What to do - Reproduce each of the following lines word for word, and leave the pictures out of your copy.

Raw records -
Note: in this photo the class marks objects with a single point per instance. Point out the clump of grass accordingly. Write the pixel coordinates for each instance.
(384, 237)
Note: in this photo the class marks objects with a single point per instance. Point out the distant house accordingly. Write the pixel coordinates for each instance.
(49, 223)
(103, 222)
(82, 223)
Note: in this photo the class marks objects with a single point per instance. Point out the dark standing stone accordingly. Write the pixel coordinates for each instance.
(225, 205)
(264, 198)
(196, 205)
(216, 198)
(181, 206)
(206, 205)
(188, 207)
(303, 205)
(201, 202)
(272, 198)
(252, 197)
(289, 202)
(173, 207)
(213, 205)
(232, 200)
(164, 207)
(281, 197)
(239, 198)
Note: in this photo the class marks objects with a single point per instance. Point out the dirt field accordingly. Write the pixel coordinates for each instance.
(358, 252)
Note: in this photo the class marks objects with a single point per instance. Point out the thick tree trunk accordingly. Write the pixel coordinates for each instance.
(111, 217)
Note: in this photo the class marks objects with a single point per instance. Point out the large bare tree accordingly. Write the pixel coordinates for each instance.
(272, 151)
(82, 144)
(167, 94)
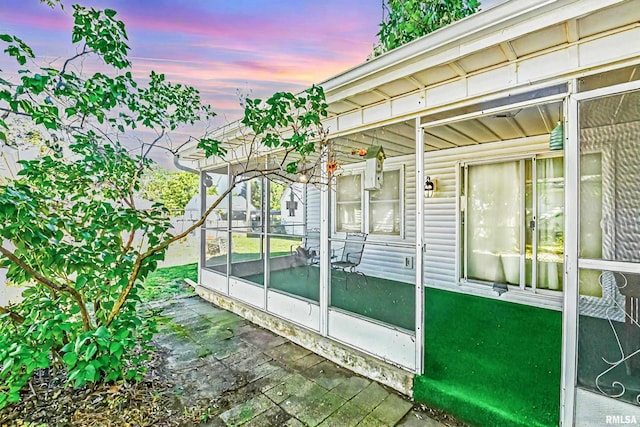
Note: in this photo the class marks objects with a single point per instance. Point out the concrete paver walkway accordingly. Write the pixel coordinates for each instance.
(249, 376)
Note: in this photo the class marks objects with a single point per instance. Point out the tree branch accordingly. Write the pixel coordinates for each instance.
(86, 319)
(122, 298)
(12, 314)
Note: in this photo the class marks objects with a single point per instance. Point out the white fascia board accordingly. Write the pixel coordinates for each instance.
(501, 23)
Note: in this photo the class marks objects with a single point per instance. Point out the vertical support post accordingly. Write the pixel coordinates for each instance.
(265, 233)
(523, 215)
(420, 245)
(202, 259)
(325, 258)
(571, 218)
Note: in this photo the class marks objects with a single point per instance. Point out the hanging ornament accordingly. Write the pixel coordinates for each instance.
(332, 167)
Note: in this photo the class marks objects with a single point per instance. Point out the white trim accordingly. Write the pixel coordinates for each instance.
(419, 249)
(481, 113)
(325, 257)
(570, 305)
(607, 91)
(365, 205)
(389, 344)
(299, 311)
(514, 295)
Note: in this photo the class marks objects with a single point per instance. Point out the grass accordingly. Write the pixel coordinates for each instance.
(385, 300)
(165, 283)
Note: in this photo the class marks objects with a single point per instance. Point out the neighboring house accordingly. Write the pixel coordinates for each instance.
(508, 294)
(292, 209)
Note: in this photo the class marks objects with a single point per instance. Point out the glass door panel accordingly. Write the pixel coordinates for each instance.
(608, 371)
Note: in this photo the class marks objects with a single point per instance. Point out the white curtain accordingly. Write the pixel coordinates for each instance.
(493, 203)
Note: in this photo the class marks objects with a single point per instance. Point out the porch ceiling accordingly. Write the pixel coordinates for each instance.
(397, 83)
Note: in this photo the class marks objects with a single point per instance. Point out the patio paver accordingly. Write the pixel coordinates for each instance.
(249, 376)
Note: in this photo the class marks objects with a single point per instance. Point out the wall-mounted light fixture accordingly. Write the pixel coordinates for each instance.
(429, 187)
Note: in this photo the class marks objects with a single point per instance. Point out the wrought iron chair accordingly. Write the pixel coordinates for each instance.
(629, 285)
(309, 253)
(351, 256)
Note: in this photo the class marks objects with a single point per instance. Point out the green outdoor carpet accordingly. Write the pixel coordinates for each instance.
(384, 300)
(491, 363)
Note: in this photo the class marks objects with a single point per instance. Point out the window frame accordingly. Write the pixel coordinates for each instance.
(462, 220)
(365, 199)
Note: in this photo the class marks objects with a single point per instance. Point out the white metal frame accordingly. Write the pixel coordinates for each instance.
(572, 261)
(420, 249)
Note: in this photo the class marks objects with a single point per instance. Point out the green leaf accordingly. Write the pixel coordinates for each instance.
(90, 351)
(115, 347)
(70, 359)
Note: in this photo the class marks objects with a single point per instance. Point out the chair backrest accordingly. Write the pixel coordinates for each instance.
(313, 239)
(353, 247)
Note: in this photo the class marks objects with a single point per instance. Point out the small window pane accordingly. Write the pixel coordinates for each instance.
(384, 218)
(390, 187)
(550, 226)
(348, 188)
(348, 203)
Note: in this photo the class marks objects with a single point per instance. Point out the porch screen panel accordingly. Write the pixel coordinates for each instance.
(609, 230)
(384, 206)
(216, 233)
(293, 251)
(247, 238)
(550, 222)
(493, 202)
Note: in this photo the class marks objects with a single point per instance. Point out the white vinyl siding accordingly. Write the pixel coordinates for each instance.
(382, 260)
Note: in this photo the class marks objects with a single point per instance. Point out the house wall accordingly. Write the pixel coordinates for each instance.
(440, 259)
(486, 361)
(491, 363)
(381, 260)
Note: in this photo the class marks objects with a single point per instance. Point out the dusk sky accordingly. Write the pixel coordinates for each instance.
(218, 46)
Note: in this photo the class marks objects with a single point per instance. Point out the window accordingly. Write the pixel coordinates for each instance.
(382, 208)
(507, 223)
(349, 203)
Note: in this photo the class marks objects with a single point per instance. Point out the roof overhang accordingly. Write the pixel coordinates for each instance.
(469, 60)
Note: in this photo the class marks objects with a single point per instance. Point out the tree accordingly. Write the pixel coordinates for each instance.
(408, 20)
(172, 189)
(69, 221)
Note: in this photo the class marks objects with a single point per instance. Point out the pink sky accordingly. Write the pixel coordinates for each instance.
(217, 46)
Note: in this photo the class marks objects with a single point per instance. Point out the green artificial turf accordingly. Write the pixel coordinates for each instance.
(384, 300)
(491, 363)
(597, 343)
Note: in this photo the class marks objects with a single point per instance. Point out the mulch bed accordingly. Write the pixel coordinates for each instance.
(150, 402)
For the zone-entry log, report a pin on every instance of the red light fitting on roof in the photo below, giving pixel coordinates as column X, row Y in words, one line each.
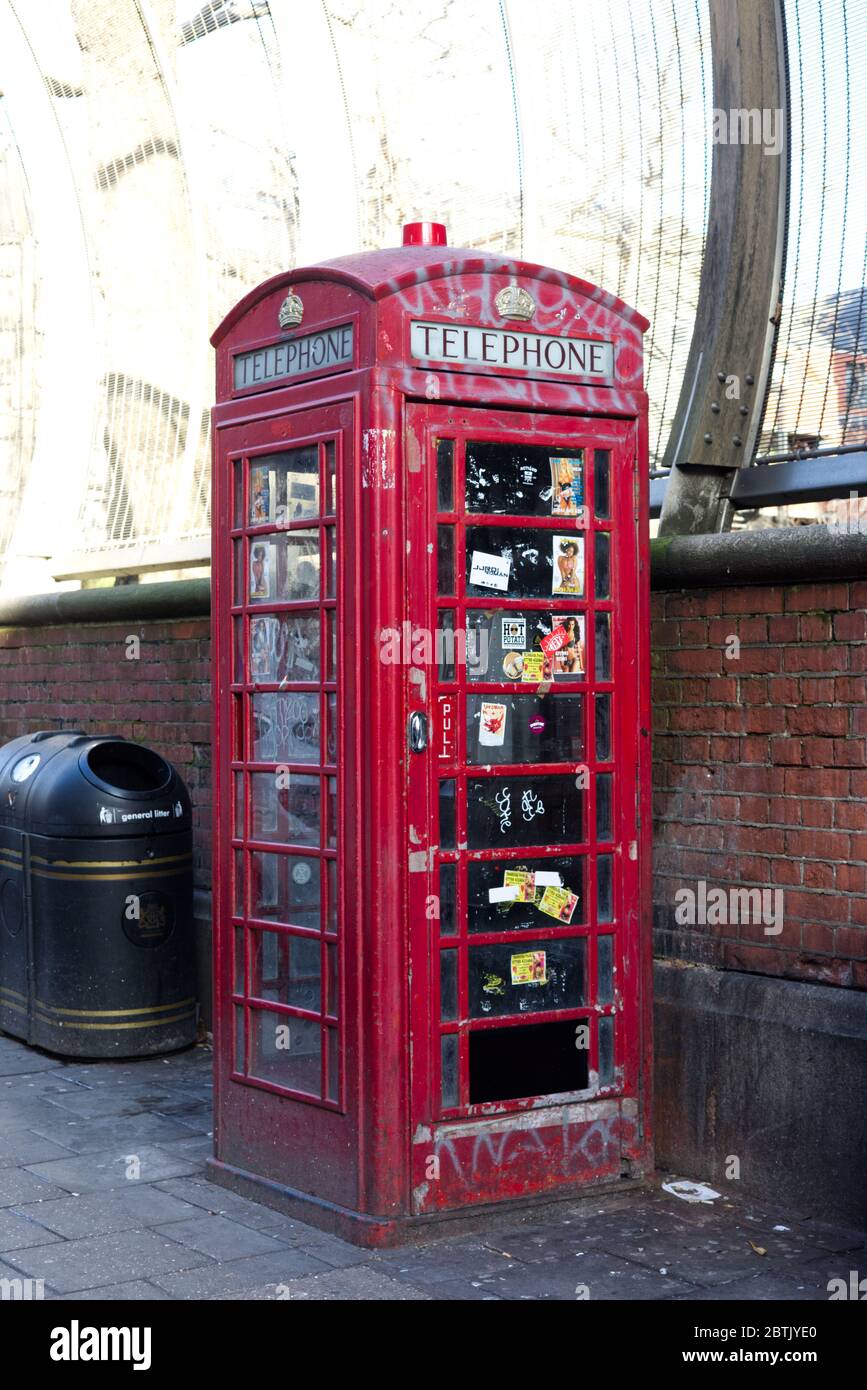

Result below -
Note: in this photo the class marks objects with a single point per instance. Point out the clump of grass accordingly. Write the pixel coordinates for each instance.
(384, 237)
Note: in this photo the class marks objects with a single point per instance. Point out the distant house accordingly. Write the pixel coordinates for each instance.
(49, 223)
(103, 222)
(82, 223)
Note: in this photo the class marks objects with a single point per instance. Point out the dark standing stone accordingly. Write the pixel coordinates for each instance.
(225, 205)
(264, 198)
(196, 205)
(216, 198)
(181, 206)
(206, 205)
(188, 207)
(303, 205)
(201, 202)
(272, 198)
(252, 197)
(289, 202)
(173, 207)
(213, 205)
(232, 200)
(164, 207)
(281, 197)
(239, 198)
Note: in this photo the class marks objects with a single point per instance. Point out the dirt field accordingly. Write the pixel coordinates for each instance.
(358, 252)
Note: in this photo the class marks objects with a single point per instance. Point out the thick tree trunk accordingly. Write the pixel coordinates for each instance.
(111, 217)
Note: in this photo the class marks objects with a single point per instance. Point out the large bare tree accordingly. Write the pixel coordinates for each instance.
(272, 151)
(82, 144)
(167, 94)
Note: in this photo the class marks objects with a single point per instance. Point out the concrete paver walkway accordingly. Write the pixel coordinates for each instance.
(249, 376)
Note: in this photo the class marks objects with a single point per instance. Point out the tree branch accordingly. Write the pixel coordinates for each instance.
(86, 319)
(122, 298)
(12, 314)
Note: in this photo the class marks objects with a single point per instance. Point out the white fascia board accordingly. Write the pixel coordinates for each instance.
(501, 23)
Note: in this photo the class marks objects with a single point per instance. Point out the vertical support post accordingly. Write the pixel coordinates for each instance.
(265, 233)
(523, 215)
(420, 245)
(202, 259)
(325, 258)
(571, 218)
Note: in this photo the class marks objects with a single point per instance. Point out the hanging ornament accordingly. Write the pixel coordinates for each instance.
(332, 167)
Note: in this photo the class marks objects with a single point per instance. Point out the white trim accordingly. Write the pixel coordinates for each instance.
(419, 249)
(481, 113)
(325, 257)
(570, 305)
(607, 91)
(365, 205)
(389, 344)
(299, 311)
(514, 295)
Note: in this photo the class marks objects with a single point per instance. Point out the grass accordingly. Write the pixel coordinates for each instance.
(385, 300)
(165, 283)
Note: in this photo the class marks objects with a single point per instance. Point out the neighboring house accordingly. Write the pixel coordinates for each instance.
(508, 294)
(292, 209)
Note: in this photo the class marks objects with a single point per instance. Point out the glass door panel accordingly. Write the pixel coordinates for each instance.
(608, 371)
Note: in this photo the class marks objects with a single point per instance. Point out the white curtain accordingly. Write the pixel coordinates for each instance.
(493, 203)
Note: in this photo the class marks objects with a single point per instance. Point out the porch ceiling accordingly. Write the pixel coordinates for each instance.
(397, 83)
Note: in this photo the class marks objects with a single point per instance. Point out the patio paver accordingly. Write the pixel coordinates for each instance.
(249, 376)
Note: in this photo the class marks objects with a single point per instance. Point out the wall-mounted light fixture accordingly. Write the pixel coordinates for each instance.
(429, 187)
Note: in this photo the class marks objects with a single point per instance. Point out the wrought iron chair accordingly. Write the pixel coordinates for each instance.
(629, 285)
(309, 253)
(351, 256)
Note: in this photo the class marks objects with a single point per instance. Point out the green outdoor carpet accordingly. Write the pixel coordinates for each instance.
(384, 300)
(491, 363)
Note: in this photo the class marks objects with a single point per instance. Point out the window frame accordingly. Write the pixel coordinates for each instance.
(462, 220)
(365, 199)
Note: in this photo the class marks objects with a single point per instance. Point out the white metal frame accordingly. Write the pixel coordinates for each instance.
(572, 261)
(420, 249)
Note: in this photo the class marks objects with a single point per instance. Point out the green leaf accordingly. Write the pixel coordinates for each instance.
(90, 351)
(115, 347)
(70, 359)
Note: in this photo the class marks objects with a single point per instance. Point out the chair backrest accordingly. Write the pixel coordinates for each instance.
(313, 239)
(353, 247)
Note: in this photo the class marks objects with a single point per instance. Point out the small window pane accordingly. Write the pixel coordinates for each instance.
(384, 218)
(390, 187)
(550, 226)
(348, 188)
(348, 203)
Note: in this photo the class marks objects with a single point per instance. Point out the porch screen panel accordingly. Write the pixel coordinates for each instance.
(609, 230)
(384, 206)
(216, 233)
(293, 251)
(247, 238)
(550, 222)
(493, 202)
Note: in this photo the class marks objects with a single point per instance. Point out the white vinyl siding accordingly. Write the pixel coordinates for each instance.
(382, 260)
Note: in this photo the class marks objects with a single point per instance. Point out the house wall accordingly. Write the pixel coordinates for each instance.
(440, 259)
(486, 361)
(491, 363)
(381, 260)
Note: in this photo the class marks objects with a single point per instance. Point out the dusk sky accordingly. Write the pixel coordinates for each instance.
(218, 46)
Note: in this photo the class marks objects with a single point per instance. Point out the window accordingly. Write the pixel coordinates for each instance.
(382, 208)
(507, 223)
(349, 203)
Note: in this photo the class marks objects with a single point per instance. Point out the roof overhang accordingly. Write the pixel coordinates for each instance.
(469, 60)
Note: in this photo the class marks objects with a single point per instance. Point out the tree accordingly. Write the pixel coordinates for each instance.
(408, 20)
(172, 189)
(69, 221)
Note: in this photo the class marks objects with a single point per instance. Point out the pink sky accordingly. Write the pixel coordinates for each instance.
(217, 46)
Note: in this photo the class marks objects with a single point per instance. Point out the green artificial turf accordingly. Write the pixel coordinates for each instance.
(384, 300)
(491, 363)
(597, 343)
Note: in this photo the class marks objects with a single point per instance. Point out the mulch bed accordingly. Write the pixel coordinates for each instance.
(150, 402)
For the zone-entry log, report a pin on every instance of the red light fitting on roof in the photo below, giving pixel coordinates as column X, row Y in words, one line each.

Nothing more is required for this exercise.